(Data entries)
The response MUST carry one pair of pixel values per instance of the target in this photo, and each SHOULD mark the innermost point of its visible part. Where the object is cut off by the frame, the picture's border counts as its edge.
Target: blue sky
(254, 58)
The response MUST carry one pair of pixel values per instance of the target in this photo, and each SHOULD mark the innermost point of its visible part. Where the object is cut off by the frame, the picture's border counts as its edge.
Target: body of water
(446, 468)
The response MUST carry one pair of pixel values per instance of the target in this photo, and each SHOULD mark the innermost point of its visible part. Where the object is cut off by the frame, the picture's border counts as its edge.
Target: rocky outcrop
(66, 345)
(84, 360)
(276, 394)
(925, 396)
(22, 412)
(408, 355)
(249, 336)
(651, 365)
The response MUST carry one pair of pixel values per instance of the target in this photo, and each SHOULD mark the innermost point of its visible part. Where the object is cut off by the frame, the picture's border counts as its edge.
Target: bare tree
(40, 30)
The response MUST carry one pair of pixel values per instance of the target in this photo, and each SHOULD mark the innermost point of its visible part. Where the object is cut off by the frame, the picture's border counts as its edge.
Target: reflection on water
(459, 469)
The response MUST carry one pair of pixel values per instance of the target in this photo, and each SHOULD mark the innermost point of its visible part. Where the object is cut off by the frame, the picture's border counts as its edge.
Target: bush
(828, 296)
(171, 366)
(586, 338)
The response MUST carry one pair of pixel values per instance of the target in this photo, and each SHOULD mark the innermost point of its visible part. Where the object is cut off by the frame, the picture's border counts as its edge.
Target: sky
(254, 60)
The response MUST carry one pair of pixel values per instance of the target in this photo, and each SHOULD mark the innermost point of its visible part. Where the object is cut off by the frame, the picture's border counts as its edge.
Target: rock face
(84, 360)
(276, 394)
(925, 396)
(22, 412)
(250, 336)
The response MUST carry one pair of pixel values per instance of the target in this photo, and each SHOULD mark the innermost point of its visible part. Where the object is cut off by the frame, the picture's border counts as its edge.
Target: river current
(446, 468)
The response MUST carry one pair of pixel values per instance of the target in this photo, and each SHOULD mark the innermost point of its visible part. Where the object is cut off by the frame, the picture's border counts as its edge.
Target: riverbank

Problem to work on: From the line holding "Target: sky" down to the last line of the records above, restate each line exactly as written.

Response:
Target: sky
(254, 60)
The response MUST carry one pair of pixel values per instance of the target in this photo, and each SHOULD mark the innermost point of its visible part. Where the object is cut off by the frame, the picture's border counts as its edge.
Target: rock face
(84, 360)
(276, 394)
(925, 396)
(22, 412)
(250, 336)
The response MUST carry one pair of pixel values per instance of the target in this photo, and each SHOULD mark the innermost point of its visible part. Where the object is cut off by the frame, the picture's border counts as its edge.
Target: river current
(446, 468)
The response MUST carry one pair of pixel values per instance of the target in this photo, and each SHOULD mark the innermost point of its visible part. Where the object is cut off by the frame, the picture's border counts as its edge.
Target: riverbank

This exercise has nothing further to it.